▸ Task
Below are the records. Retype exactly the lines between the lines holding "# Mark the region of the woman in black" and "--target=woman in black", inclusive.

[Stored items from a collection]
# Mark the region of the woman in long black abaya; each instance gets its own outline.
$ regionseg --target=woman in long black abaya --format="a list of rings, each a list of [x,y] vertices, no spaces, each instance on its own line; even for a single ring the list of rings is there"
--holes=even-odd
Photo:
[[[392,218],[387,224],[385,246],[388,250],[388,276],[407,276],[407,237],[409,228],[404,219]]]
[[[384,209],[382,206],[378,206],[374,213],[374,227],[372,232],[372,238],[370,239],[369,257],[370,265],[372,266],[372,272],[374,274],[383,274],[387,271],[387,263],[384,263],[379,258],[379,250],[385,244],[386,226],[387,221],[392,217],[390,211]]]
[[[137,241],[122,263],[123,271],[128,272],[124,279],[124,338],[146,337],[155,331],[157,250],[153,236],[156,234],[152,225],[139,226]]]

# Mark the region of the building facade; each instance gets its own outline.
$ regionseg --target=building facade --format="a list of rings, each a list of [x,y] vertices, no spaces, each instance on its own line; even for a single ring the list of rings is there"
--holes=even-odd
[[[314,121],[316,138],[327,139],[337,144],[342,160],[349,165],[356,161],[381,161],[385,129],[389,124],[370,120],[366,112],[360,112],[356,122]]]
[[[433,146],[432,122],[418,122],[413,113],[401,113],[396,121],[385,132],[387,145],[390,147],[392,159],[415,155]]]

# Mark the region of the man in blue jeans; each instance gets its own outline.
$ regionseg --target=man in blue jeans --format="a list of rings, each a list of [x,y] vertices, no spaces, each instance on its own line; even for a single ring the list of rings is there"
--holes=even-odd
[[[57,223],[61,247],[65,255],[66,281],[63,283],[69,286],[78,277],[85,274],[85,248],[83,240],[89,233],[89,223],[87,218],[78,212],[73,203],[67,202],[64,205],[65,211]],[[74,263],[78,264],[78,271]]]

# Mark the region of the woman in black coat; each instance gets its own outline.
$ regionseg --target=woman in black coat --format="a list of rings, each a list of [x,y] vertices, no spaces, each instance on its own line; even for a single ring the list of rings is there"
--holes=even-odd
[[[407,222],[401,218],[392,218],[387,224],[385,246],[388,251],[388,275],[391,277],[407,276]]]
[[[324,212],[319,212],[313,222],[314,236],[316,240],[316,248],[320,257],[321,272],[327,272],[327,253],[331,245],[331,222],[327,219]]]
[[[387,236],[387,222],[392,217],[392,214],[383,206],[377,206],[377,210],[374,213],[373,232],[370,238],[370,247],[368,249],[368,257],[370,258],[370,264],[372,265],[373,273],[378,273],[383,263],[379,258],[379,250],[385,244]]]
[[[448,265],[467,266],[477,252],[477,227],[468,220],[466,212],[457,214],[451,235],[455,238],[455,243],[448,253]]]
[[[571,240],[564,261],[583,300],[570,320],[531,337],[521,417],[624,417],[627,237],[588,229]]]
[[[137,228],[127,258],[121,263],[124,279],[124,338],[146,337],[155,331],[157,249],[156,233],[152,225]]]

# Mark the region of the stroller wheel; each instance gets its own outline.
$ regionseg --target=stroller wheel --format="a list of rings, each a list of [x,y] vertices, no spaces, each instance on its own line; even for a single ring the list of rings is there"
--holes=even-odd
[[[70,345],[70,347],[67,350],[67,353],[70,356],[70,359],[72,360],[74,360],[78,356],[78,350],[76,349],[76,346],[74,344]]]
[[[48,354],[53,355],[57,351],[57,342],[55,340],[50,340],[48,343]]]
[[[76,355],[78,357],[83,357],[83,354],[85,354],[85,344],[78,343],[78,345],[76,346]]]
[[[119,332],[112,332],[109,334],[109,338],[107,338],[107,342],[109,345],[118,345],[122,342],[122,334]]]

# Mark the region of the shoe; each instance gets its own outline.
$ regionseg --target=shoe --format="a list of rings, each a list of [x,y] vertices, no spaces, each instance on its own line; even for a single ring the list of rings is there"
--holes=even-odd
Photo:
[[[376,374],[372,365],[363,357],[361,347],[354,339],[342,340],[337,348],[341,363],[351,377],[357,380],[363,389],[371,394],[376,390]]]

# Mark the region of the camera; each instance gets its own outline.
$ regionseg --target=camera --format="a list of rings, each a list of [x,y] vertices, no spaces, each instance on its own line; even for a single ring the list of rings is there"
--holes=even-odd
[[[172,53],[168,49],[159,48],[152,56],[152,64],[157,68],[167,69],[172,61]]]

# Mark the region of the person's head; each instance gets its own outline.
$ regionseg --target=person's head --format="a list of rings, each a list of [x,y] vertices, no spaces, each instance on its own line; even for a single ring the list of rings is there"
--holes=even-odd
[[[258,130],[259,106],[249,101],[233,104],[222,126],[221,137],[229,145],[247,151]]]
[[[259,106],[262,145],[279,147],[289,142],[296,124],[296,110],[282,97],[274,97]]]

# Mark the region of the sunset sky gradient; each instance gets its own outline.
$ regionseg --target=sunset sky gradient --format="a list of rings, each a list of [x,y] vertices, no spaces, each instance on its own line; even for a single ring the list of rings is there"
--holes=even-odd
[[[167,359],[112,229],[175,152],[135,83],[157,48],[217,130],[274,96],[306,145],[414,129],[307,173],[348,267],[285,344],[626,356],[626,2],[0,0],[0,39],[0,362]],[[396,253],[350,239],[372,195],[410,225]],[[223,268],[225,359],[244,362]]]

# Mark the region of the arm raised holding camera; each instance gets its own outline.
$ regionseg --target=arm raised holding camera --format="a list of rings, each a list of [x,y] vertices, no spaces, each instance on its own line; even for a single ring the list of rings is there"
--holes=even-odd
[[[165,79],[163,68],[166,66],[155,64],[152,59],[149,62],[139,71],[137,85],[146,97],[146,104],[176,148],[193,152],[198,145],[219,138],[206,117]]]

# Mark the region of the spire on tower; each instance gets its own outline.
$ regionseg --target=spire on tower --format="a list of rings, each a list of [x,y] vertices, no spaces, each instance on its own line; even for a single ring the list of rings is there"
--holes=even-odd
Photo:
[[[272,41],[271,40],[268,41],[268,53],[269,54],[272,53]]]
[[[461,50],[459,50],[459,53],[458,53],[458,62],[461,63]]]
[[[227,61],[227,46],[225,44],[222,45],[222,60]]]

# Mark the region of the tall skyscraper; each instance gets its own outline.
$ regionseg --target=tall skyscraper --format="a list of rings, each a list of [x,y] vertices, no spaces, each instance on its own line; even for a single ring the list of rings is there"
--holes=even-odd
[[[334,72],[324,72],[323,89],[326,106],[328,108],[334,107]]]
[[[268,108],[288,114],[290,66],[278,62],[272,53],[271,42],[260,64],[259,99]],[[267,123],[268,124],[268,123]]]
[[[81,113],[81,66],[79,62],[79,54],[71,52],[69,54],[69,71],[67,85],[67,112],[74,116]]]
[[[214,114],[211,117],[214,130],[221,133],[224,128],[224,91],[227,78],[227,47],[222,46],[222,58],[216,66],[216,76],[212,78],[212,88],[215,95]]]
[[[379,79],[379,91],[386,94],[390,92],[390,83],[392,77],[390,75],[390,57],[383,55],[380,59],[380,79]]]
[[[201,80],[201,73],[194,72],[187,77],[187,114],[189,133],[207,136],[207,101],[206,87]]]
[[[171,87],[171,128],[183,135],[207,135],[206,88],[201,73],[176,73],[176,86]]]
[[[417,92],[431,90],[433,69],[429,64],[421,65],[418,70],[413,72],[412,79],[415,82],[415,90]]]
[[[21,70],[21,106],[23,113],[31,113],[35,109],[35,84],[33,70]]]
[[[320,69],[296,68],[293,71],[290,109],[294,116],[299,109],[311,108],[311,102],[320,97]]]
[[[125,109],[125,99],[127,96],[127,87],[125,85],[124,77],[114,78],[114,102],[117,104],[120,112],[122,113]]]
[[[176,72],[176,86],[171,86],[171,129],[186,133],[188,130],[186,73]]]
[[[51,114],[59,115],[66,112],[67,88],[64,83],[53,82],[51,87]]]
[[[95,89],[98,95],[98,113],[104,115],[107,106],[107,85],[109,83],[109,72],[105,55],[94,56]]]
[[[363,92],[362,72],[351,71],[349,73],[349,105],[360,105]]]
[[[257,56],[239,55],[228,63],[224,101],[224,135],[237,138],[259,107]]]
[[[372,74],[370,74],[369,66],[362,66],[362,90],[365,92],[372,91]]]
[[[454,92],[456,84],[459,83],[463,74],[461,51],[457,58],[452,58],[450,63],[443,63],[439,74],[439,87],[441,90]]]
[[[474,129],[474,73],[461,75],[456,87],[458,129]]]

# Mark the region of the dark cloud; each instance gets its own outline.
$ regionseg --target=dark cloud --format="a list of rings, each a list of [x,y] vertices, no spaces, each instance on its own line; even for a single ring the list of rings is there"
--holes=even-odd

▸ Task result
# Mark the region of the woman in black coat; each instance gets its own outline.
$ regionseg --target=woman in black coat --format="a list of rings, each a list of [x,y] vertices, no spaces, each instance on its own line; even for a single ring the list of rings is there"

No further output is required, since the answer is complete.